Texto do documento:
^^^^^^^^
ANÁLISE DO FILME “REI ARTHUR: A LENDA DA ESPADA”
- Lincol Pedro Drosdek
- 18 de ago.
- 8 min de leitura
Alerta de spoiler. É importante ressaltar que este artigo fala acerca de várias cenas do filme, portanto, sugere-se que o estudante assista o longa-metragem, posteriormente leia este artigo e então reassista-o para capturar nuances mais profundas dele.
Alerta de liberdade criativa e poética: não buscamos nesta análise averiguar a veracidade da história, bem como, a liberdade criativa e poética que o diretor do filme tomou, mas sim, estudar a história que se apresenta no longa-metragem. Cabe a nós, estudantes gnósticos, extrairmos da 7ª arte, o cinema, conteúdos importantes para nosso Autoconhecimento, através dos estudos simbólicos que os filmes nos apresentam. A lenda do rei Arthur tem vários contos e facetas e como dito, não nos cabe ir em busca da veracidade, mas sim, analisar o Mito do Herói que o mesmo nos traz no filme.
Quando estudamos um filme sob o olhar da Gnose, que é a Ciência do Autoconhecimento, torna-se importante analisar todos os personagens como se fossem partes e contrapartes do protagonista, neste caso, Arthur. Em outras palavras e em específico neste filme, iremos nos deparar com vários personagens, os quais representam os diferentes aspectos da psique do protagonista — forças internas que ora auxiliam, ora sabotam o processo em busca do Ser. Cada um deles pode ser interpretado como um símbolo arquetípico: fragmentos da alma, sombras, potenciais adormecidos ou desafios atrelados à eliminação do ego.
Desta maneira, o filme tem início dentro do seguinte contexto:
“Durante séculos, homens e magos conviveram lado a lado em paz, até o aparecimento do feiticeiro Mordred, direcionando sua ambição maligna contra o homem, ele marcha em direção à última fortaleza: Camelot.”
A primeira parte do filme, retrata a Ancestralidade de Arthur, destacada em seu pai Uther Pendragon, o qual derrota o bruxo Mordred. Contudo, mais tarde, é traído e morto por seu próprio irmão Vortigern, aliado antigo e secreto do referido bruxo. Num drama épico e atrelado ao Mito do Herói, Arthur perde sua mãe e seu pai, mortos na mesma noite por Vortigern. Ele, ainda criança, escapa num bote, onde mais tarde é encontrado por meretrizes que estavam à beira de um rio, que resgatam Arthur e o levam para morar com elas.
^^^^^^^^
Registros de marcação de localização:
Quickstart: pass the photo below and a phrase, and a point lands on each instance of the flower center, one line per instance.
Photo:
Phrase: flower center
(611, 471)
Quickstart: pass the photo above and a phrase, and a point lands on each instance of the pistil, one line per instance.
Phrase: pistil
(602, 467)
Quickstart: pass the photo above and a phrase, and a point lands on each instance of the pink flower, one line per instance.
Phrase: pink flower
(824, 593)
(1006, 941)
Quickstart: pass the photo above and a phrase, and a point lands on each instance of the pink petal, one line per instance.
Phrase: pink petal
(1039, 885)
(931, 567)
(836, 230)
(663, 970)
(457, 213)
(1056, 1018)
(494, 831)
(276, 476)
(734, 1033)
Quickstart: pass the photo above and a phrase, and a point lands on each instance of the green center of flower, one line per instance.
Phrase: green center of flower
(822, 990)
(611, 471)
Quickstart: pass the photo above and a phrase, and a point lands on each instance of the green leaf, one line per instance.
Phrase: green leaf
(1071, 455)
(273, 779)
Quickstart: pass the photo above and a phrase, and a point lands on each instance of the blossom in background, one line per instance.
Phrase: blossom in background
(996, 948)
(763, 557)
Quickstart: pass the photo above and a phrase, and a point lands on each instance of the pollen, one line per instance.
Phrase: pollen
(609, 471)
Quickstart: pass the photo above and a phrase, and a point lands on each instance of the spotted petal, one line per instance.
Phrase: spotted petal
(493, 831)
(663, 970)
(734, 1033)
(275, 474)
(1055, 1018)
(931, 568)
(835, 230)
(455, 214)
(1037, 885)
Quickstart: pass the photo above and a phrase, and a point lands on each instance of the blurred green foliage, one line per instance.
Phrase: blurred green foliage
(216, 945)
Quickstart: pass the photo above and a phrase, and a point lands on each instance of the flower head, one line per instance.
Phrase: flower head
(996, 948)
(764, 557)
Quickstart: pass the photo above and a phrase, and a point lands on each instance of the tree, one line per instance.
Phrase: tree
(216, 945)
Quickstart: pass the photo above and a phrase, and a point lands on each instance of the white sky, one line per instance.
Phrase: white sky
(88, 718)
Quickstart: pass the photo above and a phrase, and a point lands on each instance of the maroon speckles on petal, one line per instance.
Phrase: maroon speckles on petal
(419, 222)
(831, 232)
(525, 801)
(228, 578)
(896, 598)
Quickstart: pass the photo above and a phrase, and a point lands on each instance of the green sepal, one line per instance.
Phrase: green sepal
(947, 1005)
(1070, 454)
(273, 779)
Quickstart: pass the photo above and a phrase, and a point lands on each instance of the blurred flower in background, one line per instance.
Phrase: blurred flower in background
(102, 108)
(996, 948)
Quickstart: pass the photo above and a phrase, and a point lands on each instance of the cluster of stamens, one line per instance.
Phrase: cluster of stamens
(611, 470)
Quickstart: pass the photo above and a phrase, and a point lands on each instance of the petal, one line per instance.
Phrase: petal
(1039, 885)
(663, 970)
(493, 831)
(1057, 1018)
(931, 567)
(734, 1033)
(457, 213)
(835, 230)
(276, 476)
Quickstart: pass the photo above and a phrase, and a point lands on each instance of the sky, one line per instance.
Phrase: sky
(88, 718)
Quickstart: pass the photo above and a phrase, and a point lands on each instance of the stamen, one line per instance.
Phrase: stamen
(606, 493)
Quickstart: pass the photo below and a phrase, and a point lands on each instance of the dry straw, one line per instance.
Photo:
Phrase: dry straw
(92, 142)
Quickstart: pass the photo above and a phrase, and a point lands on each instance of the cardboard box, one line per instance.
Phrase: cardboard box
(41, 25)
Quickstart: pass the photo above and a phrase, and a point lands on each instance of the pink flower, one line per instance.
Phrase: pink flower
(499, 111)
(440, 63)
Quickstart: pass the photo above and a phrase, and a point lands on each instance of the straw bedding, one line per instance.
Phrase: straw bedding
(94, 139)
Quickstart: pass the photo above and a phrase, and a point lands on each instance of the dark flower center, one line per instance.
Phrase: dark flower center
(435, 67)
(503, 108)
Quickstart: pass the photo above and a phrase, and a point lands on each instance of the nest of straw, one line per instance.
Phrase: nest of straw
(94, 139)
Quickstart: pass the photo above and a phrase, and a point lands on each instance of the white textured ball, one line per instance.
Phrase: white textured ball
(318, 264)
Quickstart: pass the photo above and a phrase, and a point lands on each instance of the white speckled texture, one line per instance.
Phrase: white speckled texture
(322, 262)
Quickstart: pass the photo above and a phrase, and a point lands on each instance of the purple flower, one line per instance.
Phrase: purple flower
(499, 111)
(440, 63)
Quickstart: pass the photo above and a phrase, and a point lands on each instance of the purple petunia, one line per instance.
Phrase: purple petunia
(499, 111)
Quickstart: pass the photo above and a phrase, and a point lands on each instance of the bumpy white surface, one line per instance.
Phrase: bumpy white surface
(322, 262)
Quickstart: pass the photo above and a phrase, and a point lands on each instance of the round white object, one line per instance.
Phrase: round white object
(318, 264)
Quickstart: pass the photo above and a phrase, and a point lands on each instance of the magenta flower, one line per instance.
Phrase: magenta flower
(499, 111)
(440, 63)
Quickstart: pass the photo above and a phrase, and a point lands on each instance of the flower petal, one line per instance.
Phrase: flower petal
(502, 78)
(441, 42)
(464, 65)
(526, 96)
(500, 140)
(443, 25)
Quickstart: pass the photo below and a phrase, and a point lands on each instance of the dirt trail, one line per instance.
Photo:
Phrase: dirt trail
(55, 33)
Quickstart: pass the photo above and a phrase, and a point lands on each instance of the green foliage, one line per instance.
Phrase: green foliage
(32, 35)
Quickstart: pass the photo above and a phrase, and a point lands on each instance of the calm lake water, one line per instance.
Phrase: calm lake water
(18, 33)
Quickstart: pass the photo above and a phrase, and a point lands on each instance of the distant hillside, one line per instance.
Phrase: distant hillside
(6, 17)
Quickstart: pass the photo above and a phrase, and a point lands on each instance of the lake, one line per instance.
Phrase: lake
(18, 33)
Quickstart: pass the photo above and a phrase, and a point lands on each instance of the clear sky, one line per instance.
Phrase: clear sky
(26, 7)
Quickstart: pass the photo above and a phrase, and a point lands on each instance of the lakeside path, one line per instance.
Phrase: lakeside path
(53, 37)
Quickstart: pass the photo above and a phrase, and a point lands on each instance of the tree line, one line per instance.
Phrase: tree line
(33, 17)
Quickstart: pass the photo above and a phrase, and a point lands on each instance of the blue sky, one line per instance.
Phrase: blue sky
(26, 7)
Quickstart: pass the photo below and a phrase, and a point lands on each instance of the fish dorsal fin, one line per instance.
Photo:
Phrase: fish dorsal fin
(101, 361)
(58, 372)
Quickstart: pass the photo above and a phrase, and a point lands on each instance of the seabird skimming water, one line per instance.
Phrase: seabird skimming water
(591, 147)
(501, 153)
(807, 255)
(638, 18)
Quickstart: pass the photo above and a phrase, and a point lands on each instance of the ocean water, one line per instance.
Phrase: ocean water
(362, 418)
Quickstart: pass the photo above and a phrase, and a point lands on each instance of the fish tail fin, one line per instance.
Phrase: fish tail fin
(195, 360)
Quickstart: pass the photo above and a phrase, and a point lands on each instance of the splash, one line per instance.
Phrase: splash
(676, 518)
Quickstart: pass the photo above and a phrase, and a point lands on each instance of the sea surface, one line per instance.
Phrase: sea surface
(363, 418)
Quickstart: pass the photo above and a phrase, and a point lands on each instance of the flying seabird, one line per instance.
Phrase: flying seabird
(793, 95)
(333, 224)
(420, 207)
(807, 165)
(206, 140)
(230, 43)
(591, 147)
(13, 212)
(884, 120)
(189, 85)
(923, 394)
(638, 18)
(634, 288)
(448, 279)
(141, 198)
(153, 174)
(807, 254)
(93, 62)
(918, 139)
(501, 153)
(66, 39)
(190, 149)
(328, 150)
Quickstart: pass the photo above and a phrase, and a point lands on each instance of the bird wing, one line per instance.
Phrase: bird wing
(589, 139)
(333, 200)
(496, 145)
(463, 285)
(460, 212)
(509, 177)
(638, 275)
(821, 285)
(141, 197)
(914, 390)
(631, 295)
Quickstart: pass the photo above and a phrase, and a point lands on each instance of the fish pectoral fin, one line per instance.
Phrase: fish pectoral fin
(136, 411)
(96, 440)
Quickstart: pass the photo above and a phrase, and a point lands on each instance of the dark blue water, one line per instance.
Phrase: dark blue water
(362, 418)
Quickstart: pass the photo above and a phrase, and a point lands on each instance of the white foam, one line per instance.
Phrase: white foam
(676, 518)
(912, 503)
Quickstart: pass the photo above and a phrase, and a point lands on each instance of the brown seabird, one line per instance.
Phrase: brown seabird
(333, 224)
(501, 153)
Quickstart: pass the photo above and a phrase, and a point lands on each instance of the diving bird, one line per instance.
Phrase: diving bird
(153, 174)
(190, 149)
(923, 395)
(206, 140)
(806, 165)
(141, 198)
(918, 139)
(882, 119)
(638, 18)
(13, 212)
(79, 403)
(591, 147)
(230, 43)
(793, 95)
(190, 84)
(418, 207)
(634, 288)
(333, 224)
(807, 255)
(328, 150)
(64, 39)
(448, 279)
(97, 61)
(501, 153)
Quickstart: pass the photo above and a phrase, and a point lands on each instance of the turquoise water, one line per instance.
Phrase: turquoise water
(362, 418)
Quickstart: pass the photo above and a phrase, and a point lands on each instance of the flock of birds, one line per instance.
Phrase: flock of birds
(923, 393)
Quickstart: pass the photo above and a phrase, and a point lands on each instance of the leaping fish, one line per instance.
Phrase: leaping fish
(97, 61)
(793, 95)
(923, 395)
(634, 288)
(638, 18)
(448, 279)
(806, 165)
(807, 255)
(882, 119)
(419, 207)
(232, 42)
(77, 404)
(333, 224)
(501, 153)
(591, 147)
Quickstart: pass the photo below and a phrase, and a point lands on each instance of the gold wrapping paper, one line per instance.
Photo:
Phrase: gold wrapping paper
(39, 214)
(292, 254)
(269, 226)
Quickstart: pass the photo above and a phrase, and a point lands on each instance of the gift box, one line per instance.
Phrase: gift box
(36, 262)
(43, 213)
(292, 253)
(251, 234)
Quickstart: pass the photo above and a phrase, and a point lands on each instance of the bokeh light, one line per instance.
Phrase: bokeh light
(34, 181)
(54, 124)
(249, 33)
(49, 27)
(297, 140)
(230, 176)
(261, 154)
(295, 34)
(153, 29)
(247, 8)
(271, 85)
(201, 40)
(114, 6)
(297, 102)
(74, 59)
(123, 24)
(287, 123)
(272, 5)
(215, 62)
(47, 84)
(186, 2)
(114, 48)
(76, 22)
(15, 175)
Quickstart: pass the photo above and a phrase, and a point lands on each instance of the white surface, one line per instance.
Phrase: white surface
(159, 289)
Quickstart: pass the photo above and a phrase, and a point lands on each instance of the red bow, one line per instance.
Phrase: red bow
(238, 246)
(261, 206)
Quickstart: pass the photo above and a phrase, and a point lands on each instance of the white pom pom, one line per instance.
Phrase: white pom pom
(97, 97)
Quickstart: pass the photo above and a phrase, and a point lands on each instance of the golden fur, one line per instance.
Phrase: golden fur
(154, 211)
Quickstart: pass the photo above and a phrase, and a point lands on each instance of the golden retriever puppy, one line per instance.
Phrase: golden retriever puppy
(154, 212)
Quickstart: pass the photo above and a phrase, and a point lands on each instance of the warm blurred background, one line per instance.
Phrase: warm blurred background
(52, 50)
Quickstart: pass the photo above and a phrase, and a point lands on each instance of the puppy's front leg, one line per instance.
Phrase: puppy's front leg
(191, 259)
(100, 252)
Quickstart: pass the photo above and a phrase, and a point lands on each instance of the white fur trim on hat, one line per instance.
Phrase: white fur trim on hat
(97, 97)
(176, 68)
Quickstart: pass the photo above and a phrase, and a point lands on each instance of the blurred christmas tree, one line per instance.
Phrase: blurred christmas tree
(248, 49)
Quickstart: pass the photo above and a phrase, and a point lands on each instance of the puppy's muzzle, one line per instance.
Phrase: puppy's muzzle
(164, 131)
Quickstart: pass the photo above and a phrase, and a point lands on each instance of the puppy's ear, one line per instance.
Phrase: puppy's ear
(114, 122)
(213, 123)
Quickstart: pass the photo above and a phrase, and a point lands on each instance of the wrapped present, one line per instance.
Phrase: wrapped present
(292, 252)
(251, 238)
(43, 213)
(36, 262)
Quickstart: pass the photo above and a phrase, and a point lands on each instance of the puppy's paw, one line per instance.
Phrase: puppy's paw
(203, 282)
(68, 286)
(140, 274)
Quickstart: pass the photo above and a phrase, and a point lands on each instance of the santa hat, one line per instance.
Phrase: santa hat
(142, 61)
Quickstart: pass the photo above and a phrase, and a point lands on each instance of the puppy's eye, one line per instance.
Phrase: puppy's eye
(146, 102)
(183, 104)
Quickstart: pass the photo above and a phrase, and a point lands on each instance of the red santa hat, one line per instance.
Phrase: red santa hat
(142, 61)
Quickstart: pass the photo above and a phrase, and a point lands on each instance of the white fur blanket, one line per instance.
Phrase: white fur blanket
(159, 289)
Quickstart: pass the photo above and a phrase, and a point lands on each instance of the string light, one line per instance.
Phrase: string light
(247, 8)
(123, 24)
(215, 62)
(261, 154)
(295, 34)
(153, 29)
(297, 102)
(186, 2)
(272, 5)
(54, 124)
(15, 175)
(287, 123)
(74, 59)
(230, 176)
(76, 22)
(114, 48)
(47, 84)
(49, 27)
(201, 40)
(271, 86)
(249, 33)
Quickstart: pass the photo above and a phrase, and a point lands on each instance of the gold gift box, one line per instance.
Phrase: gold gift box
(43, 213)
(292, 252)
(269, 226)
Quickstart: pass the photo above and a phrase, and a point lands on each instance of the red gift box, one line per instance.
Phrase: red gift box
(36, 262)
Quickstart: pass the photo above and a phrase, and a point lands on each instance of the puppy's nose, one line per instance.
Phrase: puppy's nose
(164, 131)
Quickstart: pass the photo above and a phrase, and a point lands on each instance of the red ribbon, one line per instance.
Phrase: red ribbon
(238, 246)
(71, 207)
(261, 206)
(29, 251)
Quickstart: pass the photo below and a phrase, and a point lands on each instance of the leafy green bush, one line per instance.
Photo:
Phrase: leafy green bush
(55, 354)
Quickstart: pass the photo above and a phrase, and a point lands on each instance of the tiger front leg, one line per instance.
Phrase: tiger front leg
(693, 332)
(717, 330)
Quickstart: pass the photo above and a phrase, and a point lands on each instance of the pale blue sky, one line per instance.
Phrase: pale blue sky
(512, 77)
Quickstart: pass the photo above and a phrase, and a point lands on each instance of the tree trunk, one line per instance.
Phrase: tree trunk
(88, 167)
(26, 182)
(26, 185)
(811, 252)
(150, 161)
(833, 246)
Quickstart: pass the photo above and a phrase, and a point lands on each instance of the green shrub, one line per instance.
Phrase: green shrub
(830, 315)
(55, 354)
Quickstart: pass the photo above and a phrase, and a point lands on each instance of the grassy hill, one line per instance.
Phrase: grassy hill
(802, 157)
^^^^^^^^
Tarefas do exercício:
1) Responda com base na análise do filme:
(a) Como a análise define a Gnose?
(b) Em direção a qual fortaleza marcha o feiticeiro Mordred?
(c) Quem resgata Arthur depois que ele escapa num bote?
2) Cite as linhas dos registros que vão do início deles até a linha com "(1006, 941)", inclusive.

Respostas esperadas:
1)
(a) Como a Ciência do Autoconhecimento.
(b) Camelot.
(c) Meretrizes que estavam à beira de um rio.

2)
Quickstart: pass the photo below and a phrase, and a point lands on each instance of the flower center, one line per instance.
Photo:
Phrase: flower center
(611, 471)
Quickstart: pass the photo above and a phrase, and a point lands on each instance of the pistil, one line per instance.
Phrase: pistil
(602, 467)
Quickstart: pass the photo above and a phrase, and a point lands on each instance of the pink flower, one line per instance.
Phrase: pink flower
(824, 593)
(1006, 941)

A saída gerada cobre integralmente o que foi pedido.